Erstellt am: 24. 4. 2014 - 21:29 Uhr
The daily Blumenau. Thursday Edition, 24-04-14.
Auch 2014 online: der Versuch das Journal '13 (wie schon das von 2003, '05, '07, 2009 und 2011) durch ein kürzeres Format zu ersetzen, um so Täglichkeit hinzukriegen. Mit Items aus diesen Themenfeldern.
Der Anlassfall: die Ö3-Moderatorin Elke Lichtenegger hat in einer via Youtube verbreiteten Off-Topic-Anekdote ungeschickt und ohne Notwendigkeit das problematische Verhältnis zwischen Ö3 und der österreichischen Musikszene durch eine geringschätzende Aussage bestätigt. Ein massiver Shitstorm war die Folge.
Siehe dazu auch Michael Hufnagl im Kurier.

**AUFGABE A**
Ermittle, wie viele Zeilen der Datensätze die Zeichenfolge „fill" enthalten, und gib nur diese Zahl an.

**ÜBUNGSDATEN**
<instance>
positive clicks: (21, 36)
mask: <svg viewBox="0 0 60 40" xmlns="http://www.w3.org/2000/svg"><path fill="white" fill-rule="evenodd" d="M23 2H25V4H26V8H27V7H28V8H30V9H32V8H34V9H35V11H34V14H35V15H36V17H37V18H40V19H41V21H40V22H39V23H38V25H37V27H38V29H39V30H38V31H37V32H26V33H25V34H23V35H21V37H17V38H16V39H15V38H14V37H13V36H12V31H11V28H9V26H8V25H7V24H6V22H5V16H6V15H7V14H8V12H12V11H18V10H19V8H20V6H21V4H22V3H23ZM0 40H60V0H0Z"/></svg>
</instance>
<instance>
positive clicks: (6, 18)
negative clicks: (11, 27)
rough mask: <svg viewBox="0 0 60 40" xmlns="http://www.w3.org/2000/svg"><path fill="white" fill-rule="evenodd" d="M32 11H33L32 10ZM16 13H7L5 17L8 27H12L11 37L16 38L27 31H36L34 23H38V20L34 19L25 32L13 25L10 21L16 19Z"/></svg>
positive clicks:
==
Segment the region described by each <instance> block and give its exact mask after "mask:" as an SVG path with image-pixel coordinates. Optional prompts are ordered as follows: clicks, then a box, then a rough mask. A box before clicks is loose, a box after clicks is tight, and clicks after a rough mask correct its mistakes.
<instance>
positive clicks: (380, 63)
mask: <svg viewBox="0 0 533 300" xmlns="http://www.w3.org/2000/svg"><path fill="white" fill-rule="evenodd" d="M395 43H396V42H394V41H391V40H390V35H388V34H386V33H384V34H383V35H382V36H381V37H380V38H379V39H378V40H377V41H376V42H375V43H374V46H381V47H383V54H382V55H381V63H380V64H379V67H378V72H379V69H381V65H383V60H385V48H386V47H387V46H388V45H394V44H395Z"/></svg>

**AUFGABE B**
Schreib bitte den Textauszug vollständig und Wort für Wort ab.

**LÖSUNG A**
3

**LÖSUNG B**
Erstellt am: 24. 4. 2014 - 21:29 Uhr
The daily Blumenau. Thursday Edition, 24-04-14.
Auch 2014 online: der Versuch das Journal '13 (wie schon das von 2003, '05, '07, 2009 und 2011) durch ein kürzeres Format zu ersetzen, um so Täglichkeit hinzukriegen. Mit Items aus diesen Themenfeldern.
Der Anlassfall: die Ö3-Moderatorin Elke Lichtenegger hat in einer via Youtube verbreiteten Off-Topic-Anekdote ungeschickt und ohne Notwendigkeit das problematische Verhältnis zwischen Ö3 und der österreichischen Musikszene durch eine geringschätzende Aussage bestätigt. Ein massiver Shitstorm war die Folge.
Siehe dazu auch Michael Hufnagl im Kurier.